====== Dataset records ======

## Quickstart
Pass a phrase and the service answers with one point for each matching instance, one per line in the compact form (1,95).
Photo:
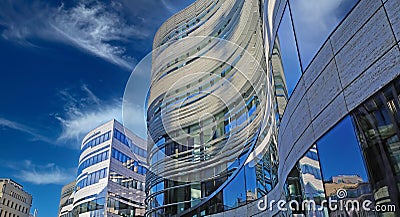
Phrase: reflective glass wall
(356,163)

======
====== Dataset records ======

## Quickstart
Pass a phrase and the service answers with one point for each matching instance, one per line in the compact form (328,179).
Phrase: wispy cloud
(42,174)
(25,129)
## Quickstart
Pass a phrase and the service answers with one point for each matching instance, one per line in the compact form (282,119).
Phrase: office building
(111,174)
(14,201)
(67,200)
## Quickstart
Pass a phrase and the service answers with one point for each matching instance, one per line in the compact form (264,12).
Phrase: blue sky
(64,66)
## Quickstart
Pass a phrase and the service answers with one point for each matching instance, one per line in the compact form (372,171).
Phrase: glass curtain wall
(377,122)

======
====== Dataset records ======

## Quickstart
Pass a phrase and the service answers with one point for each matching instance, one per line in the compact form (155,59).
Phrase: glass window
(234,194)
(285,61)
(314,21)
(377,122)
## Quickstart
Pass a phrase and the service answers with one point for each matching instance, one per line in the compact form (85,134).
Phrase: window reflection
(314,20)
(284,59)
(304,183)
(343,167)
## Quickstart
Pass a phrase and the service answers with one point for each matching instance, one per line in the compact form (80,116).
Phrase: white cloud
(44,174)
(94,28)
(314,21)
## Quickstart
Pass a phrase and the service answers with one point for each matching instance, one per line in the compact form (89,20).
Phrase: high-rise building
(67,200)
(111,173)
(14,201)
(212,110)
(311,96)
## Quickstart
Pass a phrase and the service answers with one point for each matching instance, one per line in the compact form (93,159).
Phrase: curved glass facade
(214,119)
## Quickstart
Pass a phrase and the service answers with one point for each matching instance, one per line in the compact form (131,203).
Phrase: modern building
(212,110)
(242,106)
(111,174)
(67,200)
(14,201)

======

Instructions to follow: Please count the lines in the items above that contain the word "matching" and reply with that number alone.

Completed exercise: 11